___ RECORDED INFORMATION

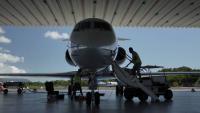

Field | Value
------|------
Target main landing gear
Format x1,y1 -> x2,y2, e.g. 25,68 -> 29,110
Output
124,87 -> 173,102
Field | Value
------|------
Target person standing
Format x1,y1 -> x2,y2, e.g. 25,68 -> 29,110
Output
129,47 -> 142,78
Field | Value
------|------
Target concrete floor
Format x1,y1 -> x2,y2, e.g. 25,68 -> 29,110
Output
0,91 -> 200,113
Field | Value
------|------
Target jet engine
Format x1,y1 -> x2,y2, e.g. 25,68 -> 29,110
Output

______

> WORK INSTRUCTIONS
Reproduce every one of the items above verbatim, omitting the pictures.

> CORRECT ANSWER
Field | Value
------|------
Target main landing gear
Format x1,y1 -> x2,y2, e.g. 25,68 -> 29,110
Output
124,87 -> 173,102
Field | Value
------|------
Target person standing
Format x1,y1 -> x2,y2, e.g. 25,68 -> 29,110
Output
129,47 -> 142,78
Field | Value
------|------
Target concrete floor
Format x1,y1 -> x2,y2, e.g. 25,68 -> 29,110
Output
0,91 -> 200,113
Field | Value
------|------
Target jet engine
Format x1,y1 -> x2,y2, e.g. 25,68 -> 29,110
Output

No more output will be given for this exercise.